Kurze Übung 1 — Gib die folgenden Zeilen der Datensätze samt Anweisungen erneut wieder und addiere dabei -69 zu jeder Zahl in den Koordinaten der Antworten. Beginne mit der Zeile mit „[indicate] the dark“ und gehe bis zum Ende der Datensätze weiter, beide Enden eingeschlossen.

Janda: Auf jeden Fall. Es geht ja auch eigentlich allen so: wenn sie eine Stimme hören, auch am Telefon, wenn sie das Gegenüber nicht direkt sehen, haben sie dennoch ein Bild vor Augen. Also bei Dir, wenn ich Dich jetzt nicht sehen würde, würde ich zum Beispiel sehr stark davon ausgehen, dass Du ein Mann bist. Und umgekehrt würdest Du vermutlich auch davon ausgehen, dass ich ein weibliches Wesen bin. Und das erkennen wir – natürlich – an der Stimme.

 

uppodcast: Bei Sängern geht es mir manchmal so, dass ich mich irre. Dann höre ich jemanden, der singt und denke, das ist eine Frau – und dann ist es plötzlich ein Mann. Und auch umgekehrt ist mir das schon passiert. Stimmt, man sortiert da ein.

Kurze Übung 2 — Zitiere aus dem Gespräch über Stimmen wörtlich den Abschnitt, der mit „Janda: Auf jeden“ beginnt und bis „sortiert da ein.“ reicht.

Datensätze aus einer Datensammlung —
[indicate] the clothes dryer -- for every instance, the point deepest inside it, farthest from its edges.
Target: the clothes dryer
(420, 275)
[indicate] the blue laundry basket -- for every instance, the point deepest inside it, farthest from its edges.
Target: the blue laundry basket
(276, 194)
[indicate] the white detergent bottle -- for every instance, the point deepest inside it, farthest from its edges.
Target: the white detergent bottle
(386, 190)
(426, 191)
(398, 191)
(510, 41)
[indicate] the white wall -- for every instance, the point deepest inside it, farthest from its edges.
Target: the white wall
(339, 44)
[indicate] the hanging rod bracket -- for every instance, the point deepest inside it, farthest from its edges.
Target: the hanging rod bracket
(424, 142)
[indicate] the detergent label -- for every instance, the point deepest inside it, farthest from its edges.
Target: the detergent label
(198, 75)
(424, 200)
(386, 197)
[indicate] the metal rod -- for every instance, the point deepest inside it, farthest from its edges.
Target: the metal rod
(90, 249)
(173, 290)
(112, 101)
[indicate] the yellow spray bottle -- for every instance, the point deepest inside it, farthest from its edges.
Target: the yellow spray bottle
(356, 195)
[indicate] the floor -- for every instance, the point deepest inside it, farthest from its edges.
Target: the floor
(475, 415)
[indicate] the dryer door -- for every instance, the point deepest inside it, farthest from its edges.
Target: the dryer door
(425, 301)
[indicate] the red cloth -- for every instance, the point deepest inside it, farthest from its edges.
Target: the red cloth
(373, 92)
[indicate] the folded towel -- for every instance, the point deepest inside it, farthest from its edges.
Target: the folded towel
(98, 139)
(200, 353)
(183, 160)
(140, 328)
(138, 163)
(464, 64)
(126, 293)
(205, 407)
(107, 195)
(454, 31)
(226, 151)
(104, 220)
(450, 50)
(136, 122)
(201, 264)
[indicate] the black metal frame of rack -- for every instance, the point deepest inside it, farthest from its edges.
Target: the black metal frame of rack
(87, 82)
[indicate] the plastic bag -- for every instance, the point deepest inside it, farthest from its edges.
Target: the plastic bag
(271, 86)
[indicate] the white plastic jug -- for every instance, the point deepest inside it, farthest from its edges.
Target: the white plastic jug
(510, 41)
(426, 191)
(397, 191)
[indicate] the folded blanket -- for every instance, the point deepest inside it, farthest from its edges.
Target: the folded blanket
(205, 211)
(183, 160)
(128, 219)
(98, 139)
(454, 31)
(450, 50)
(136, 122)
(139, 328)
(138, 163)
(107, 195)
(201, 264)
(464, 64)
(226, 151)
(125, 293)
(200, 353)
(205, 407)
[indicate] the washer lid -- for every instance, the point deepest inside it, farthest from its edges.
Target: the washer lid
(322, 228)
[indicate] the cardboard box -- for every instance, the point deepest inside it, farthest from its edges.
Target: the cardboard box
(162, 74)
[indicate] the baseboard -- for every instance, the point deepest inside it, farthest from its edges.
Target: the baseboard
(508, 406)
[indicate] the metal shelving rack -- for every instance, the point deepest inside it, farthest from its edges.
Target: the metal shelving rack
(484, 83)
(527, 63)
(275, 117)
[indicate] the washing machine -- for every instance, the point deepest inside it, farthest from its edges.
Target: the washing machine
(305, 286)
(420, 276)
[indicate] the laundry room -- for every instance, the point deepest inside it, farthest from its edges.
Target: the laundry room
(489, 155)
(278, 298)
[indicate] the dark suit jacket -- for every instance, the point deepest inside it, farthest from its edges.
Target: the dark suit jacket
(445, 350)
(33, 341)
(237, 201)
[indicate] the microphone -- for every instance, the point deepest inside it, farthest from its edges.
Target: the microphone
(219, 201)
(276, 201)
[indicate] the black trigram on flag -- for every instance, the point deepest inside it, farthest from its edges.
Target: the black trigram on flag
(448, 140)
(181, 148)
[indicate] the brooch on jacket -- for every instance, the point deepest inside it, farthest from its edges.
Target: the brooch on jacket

Lösung der Aufgabe 1 —
[indicate] the dark suit jacket -- for every instance, the point deepest inside it, farthest from its edges.
Target: the dark suit jacket
(376, 281)
(-36, 272)
(168, 132)
[indicate] the microphone -- for every instance, the point deepest inside it, farthest from its edges.
Target: the microphone
(150, 132)
(207, 132)
[indicate] the black trigram on flag -- for every instance, the point deepest inside it, farthest from its edges.
Target: the black trigram on flag
(379, 71)
(112, 79)
[indicate] the brooch on jacket -- for every instance, the point deepest inside it, farthest from its edges.
Target: the brooch on jacket

Lösung der Aufgabe 2 —
Janda: Auf jeden Fall. Es geht ja auch eigentlich allen so: wenn sie eine Stimme hören, auch am Telefon, wenn sie das Gegenüber nicht direkt sehen, haben sie dennoch ein Bild vor Augen. Also bei Dir, wenn ich Dich jetzt nicht sehen würde, würde ich zum Beispiel sehr stark davon ausgehen, dass Du ein Mann bist. Und umgekehrt würdest Du vermutlich auch davon ausgehen, dass ich ein weibliches Wesen bin. Und das erkennen wir – natürlich – an der Stimme.

 

uppodcast: Bei Sängern geht es mir manchmal so, dass ich mich irre. Dann höre ich jemanden, der singt und denke, das ist eine Frau – und dann ist es plötzlich ein Mann. Und auch umgekehrt ist mir das schon passiert. Stimmt, man sortiert da ein.